■ Фрагмент для чтения:
Шрифт:
Закладка:
Оппоненты могут возразить, что понятия «лошадь» и «каурый» равно конкретны или равно абстрактны. Но, вообще-то, дискутировать здесь бессмысленно: сплавленные символы «каурая-лошадь» и «brown-horse» давно уже сделались единицами представления.
Сколько единиц представления включает в себя язык? На этот вопрос ответить невозможно. Для опытного игрока единицами представляются шахматные термины «взять на проходе», «длинная рокировка», «ферзевой гамбит», «пешка е4», «конь е3 бьет слона»; для новичка же это полновесные фразы для постепенного постижения.
Полный свод единиц восприятия создать невозможно; упорядочить или классифицировать их тоже нельзя. Доказательство этого последнего утверждения станет моей следующей задачей.
IIОпределение, которое я дам слову, как и все другие, будет словесным, то есть состоящим из слов. Мы остановились на том, что важнейшее в слове – это его функция единицы представления, и на том, что функция эта условна и переменчива. Например, термин «имманентность» является словом для знатоков метафизики, а для человека, который слышит его впервые, это целая фраза, которую он вынужден расчленять на «in» и «manere»: «внутри остается». (Innebleibendes Werk, внутриостающееся действие, как с прекрасной расточительностью перевел мейстер Экхарт.) И наоборот, почти все предложения дают материал для обыкновенного грамматического анализа, но для того, кто их слышит много раз, они сливаются в одно слово, в одну единицу представления. Сказать «В некоем селе Ламанчи» – это почти то же самое, что сказать «деревушка» или «захолустье»; сказать
И жадность, по велению судеб,Потонет в море, —значит пробудить одно-единственное представление; разумеется, оно будет различаться для разных слушателей, но все равно это будет одна единица.

■ Короткое упражнение: Перепишите без изменений часть текста о единицах представления в языке от слов «Сколько единиц представления» до слов «для постепенного постижения.». Записи для работы с текстом не потребуются.

Строки датасета указания на объекты
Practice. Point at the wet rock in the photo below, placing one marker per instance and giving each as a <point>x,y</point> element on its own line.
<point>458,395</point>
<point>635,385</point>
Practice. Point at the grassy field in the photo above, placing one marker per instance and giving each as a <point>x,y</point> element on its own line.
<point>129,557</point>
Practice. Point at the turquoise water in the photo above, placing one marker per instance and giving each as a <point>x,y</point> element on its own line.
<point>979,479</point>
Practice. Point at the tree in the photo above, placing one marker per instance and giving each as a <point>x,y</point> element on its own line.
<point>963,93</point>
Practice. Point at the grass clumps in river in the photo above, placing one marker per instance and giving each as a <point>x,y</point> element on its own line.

■ Выполненное упражнение:
Сколько единиц представления включает в себя язык? На этот вопрос ответить невозможно. Для опытного игрока единицами представляются шахматные термины «взять на проходе», «длинная рокировка», «ферзевой гамбит», «пешка е4», «конь е3 бьет слона»; для новичка же это полновесные фразы для постепенного постижения.